Text segment:
==============================

Airplane crash in Luanda, Angola

On 26 March 1979, an Ilyushin IL-18 crashed during takeoff from Quatro de Fevereiro Airport in Luanda, Angola, killing all ten people on board.

== Background ==
When Angola gained independence in 1975, power was in the hands of the People's Movement for the Liberation of Angola (MLPA), which was supported by the Soviet Union and the Eastern Bloc. The Zimbabwe African People's Union (ZAPU), which fought for the abolition of apartheid in Southern Rhodesia, also enjoyed the support of communist countries. For the planned ZAPU offensive, heavy weapons were delivered to the port of Luanda from East Germany by sea, which were planned to be further transported by air to Lusaka, Zambia, which bordered Southern Rhodesia (their government also supported ZAPU). As TAAG Angola Airlines could not transport these deliveries, an Il-18 cargo aircraft from Interflug was chartered instead, which was supposed to carry a total of 500 tons of weapons. Because the transportation of such cargo was prohibited by international agreements, the operation was carried out in secrecy. The plane arrived in Luanda, where the crew and technical staff were supposed to stay until the mission was completed.

== Aircraft and crew ==
The aircraft was an Ilyushin Il-18D (registered as DM-STL) that was built and delivered to Interflug in 1966 as a passenger aircraft. In 1974, it was converted to an Il-18Gr freighter.

The crew consisted of captain Dieter Hartmann (44), first officer Jochen Wilsdorf (29), navigator Horst Umlauft (45), and flight engineer Frank-Rolf John (35).

==============================

Referring expression grounding data:
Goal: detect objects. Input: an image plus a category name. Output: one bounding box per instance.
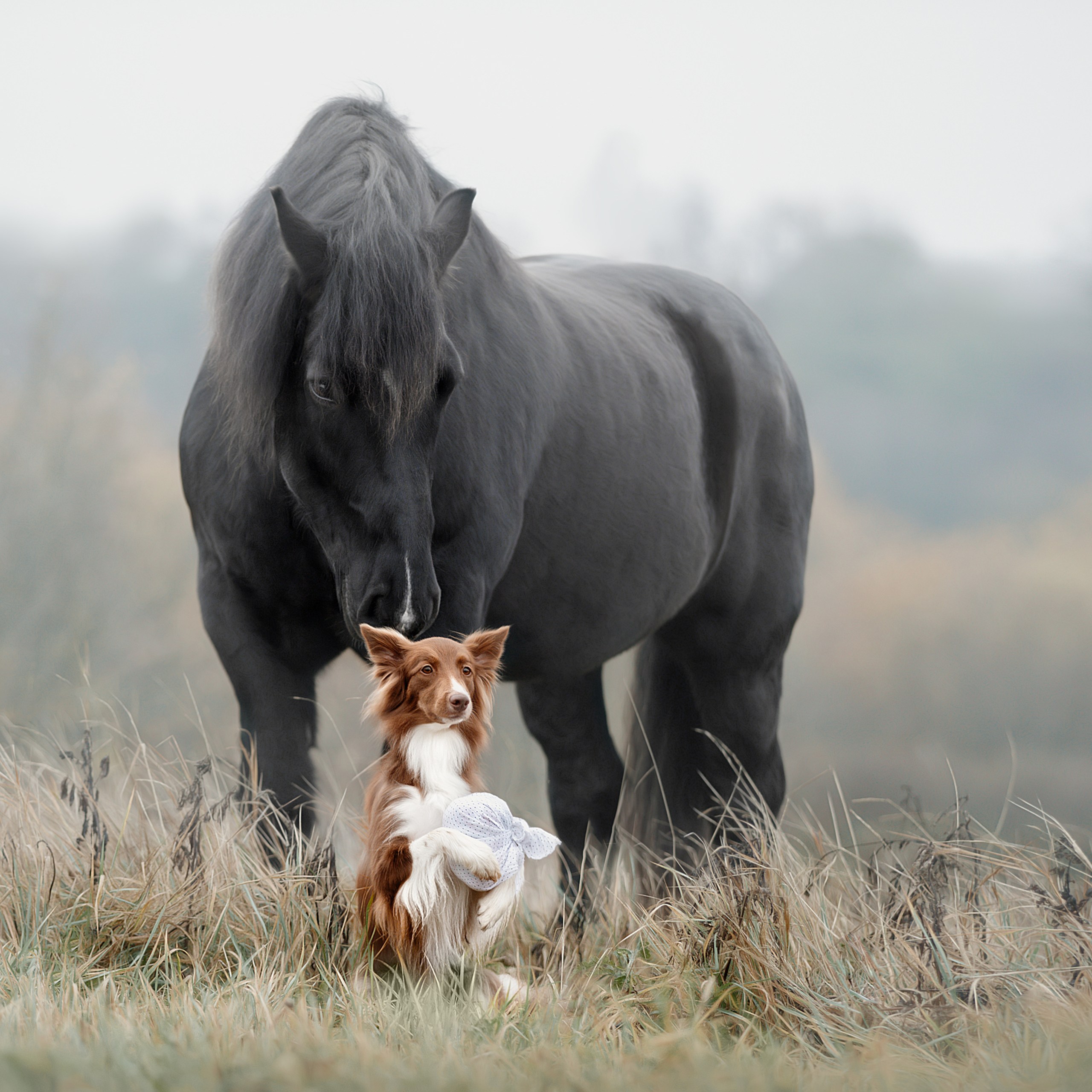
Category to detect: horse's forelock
[210,98,443,459]
[309,211,440,429]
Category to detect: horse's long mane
[210,97,450,456]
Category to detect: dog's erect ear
[360,624,413,669]
[463,626,509,671]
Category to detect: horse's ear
[428,190,477,274]
[360,624,413,671]
[463,626,509,671]
[270,186,329,298]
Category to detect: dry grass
[0,707,1092,1090]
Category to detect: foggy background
[0,3,1092,832]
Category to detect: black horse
[181,98,813,869]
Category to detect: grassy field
[0,724,1092,1092]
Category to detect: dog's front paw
[477,877,517,938]
[477,900,512,932]
[465,845,500,883]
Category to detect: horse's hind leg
[515,668,622,891]
[624,604,795,862]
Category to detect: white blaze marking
[398,554,414,633]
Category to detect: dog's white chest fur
[394,724,470,842]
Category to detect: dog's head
[360,626,508,736]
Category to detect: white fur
[470,866,522,952]
[397,559,416,634]
[401,724,470,807]
[394,724,494,970]
[394,827,505,969]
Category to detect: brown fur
[356,626,508,973]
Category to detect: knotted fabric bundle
[443,793,561,891]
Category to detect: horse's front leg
[197,558,343,862]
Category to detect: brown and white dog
[356,626,517,993]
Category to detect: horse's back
[494,256,806,667]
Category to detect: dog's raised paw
[466,846,500,883]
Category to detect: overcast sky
[0,0,1092,257]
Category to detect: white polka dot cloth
[443,793,561,891]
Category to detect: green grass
[0,716,1092,1092]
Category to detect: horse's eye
[310,376,334,402]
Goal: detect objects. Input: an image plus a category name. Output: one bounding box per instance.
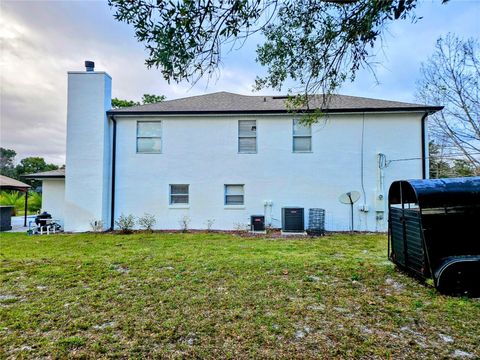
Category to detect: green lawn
[0,233,480,359]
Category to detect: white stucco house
[28,62,441,232]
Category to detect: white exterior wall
[42,179,65,226]
[114,113,422,231]
[65,72,111,231]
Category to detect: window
[238,120,257,154]
[293,119,312,152]
[137,121,162,153]
[170,185,188,205]
[225,185,244,205]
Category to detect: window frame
[135,120,163,154]
[237,119,258,154]
[292,119,313,154]
[223,184,245,207]
[168,184,190,206]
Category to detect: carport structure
[0,175,30,227]
[388,177,480,294]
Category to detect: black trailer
[388,177,480,296]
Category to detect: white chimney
[65,61,112,231]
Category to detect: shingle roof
[23,169,65,179]
[108,92,442,115]
[0,175,30,191]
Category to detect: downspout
[110,116,117,231]
[421,111,428,179]
[23,189,28,227]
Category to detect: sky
[0,0,480,165]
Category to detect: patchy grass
[0,233,480,359]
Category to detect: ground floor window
[170,184,189,205]
[225,185,244,205]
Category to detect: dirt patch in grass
[0,233,480,359]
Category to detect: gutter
[110,115,117,231]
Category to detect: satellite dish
[338,191,360,231]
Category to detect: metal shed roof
[389,177,480,208]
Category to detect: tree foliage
[418,34,480,174]
[0,148,58,189]
[112,94,165,109]
[109,0,447,99]
[428,141,480,179]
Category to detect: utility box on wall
[282,207,305,232]
[250,215,265,231]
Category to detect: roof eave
[107,106,443,116]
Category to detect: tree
[0,147,17,179]
[112,94,165,109]
[15,157,58,189]
[109,0,448,105]
[417,34,480,174]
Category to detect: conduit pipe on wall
[110,116,117,230]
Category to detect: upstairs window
[225,185,244,205]
[137,121,162,154]
[170,184,188,205]
[238,120,257,154]
[293,119,312,152]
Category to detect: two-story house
[29,62,441,231]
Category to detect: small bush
[138,213,157,231]
[205,219,215,232]
[179,215,192,232]
[90,220,103,232]
[115,214,135,234]
[233,223,250,232]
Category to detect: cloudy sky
[0,0,480,165]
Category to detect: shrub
[205,219,215,232]
[115,214,135,234]
[179,215,191,232]
[0,191,25,216]
[138,213,157,231]
[233,223,250,232]
[27,191,41,213]
[90,220,103,232]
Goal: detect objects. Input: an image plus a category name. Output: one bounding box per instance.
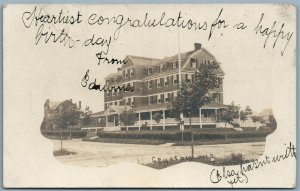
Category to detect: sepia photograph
[3,4,297,188]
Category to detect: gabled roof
[48,101,64,109]
[127,55,161,67]
[104,71,122,79]
[91,111,105,117]
[261,109,273,116]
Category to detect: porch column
[199,108,202,129]
[215,109,218,122]
[113,115,116,127]
[150,111,152,131]
[139,112,141,131]
[163,110,166,130]
[105,115,108,127]
[118,114,121,130]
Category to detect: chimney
[194,43,202,50]
[78,101,81,109]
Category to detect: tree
[169,62,220,157]
[99,118,106,127]
[152,112,163,124]
[218,102,239,127]
[267,115,277,130]
[119,110,138,131]
[240,106,252,123]
[82,106,92,126]
[251,115,264,129]
[51,100,81,129]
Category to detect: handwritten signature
[210,142,296,187]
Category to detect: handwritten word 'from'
[81,70,134,92]
[210,142,296,187]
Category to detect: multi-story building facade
[92,43,224,130]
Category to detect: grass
[82,137,266,146]
[143,153,254,169]
[53,149,77,156]
[173,137,266,146]
[82,138,166,145]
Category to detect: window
[174,92,178,99]
[157,94,161,103]
[213,93,220,102]
[130,68,134,76]
[157,78,161,88]
[172,61,178,69]
[173,74,179,84]
[217,77,223,85]
[185,74,192,82]
[164,93,169,103]
[126,97,131,105]
[148,81,152,89]
[164,76,168,86]
[159,64,165,71]
[190,58,198,68]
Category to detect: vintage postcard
[3,4,297,188]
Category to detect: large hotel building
[92,43,224,131]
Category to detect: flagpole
[177,27,184,131]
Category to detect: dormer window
[164,93,169,103]
[164,77,169,86]
[213,93,220,102]
[159,64,165,71]
[157,79,161,88]
[130,68,134,77]
[173,74,179,84]
[157,94,161,103]
[148,81,152,89]
[190,58,198,68]
[185,74,192,82]
[147,96,151,105]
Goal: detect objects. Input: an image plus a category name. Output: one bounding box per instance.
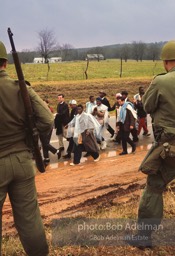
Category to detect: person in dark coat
[99,90,115,138]
[121,90,139,142]
[63,100,77,159]
[118,98,137,155]
[55,94,69,158]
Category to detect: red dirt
[3,147,146,234]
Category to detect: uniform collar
[168,67,175,73]
[0,69,8,77]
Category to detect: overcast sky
[0,0,175,51]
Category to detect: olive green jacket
[142,67,175,134]
[0,70,54,158]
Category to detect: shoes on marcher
[58,147,64,152]
[111,132,115,139]
[132,144,136,153]
[94,155,100,162]
[142,132,151,137]
[119,151,128,156]
[133,138,139,142]
[57,149,61,159]
[84,152,90,157]
[125,234,153,250]
[43,158,50,164]
[63,153,71,159]
[100,140,107,149]
[70,163,80,166]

==============================

What you will do:
1. List every crew member named in the text about the 1979 Luanda plane crash, with each person's role on board.
2. Pick up the account of the 1979 Luanda plane crash right after its last sentence and carry it forward.

Answers to the problems:
1.
Dieter Hartmann, captain
Jochen Wilsdorf, first officer
Horst Umlauft, navigator
Frank-Rolf John, flight engineer

2.
== Accident ==
The aircraft took off with a take-off weight of 60.5 tons. 56 seconds into the takeoff roll, engine #2 failed. The takeoff was rejected, but there was insufficient runway remaining. The aircraft overran the end of the runway at high speed, collided with the instrument landing system antennas and burst into flames. All 10 people on board were killed.

== Investigation ==
The investigation was carried out by the airline led by Interflug's CEO, Klaus Henckes. The commission found that the decision to abort the takeoff was inappropriate, since the aircraft had aborted its takeoff after V_{1} at 145 kn. The V_{1} speed of the accident flight was 120 kn, but the takeoff was aborted at 268 km/h. Captain Hartmann attempted to rotate the aircraft despite the failure, but then rejected the takeoff, presumably concerned that the engines would not provide enough thrust.

== Aftermath ==
Due to the classified nature of the cargo, Angola's report to ICAO stated that the aircraft was carrying humanitarian aid.

The Socialist Unity Party of Germany decided to continue the cargo transfer operation and sent another Ilyushin Il-18 (registration DM-STP) on 2 April 1979.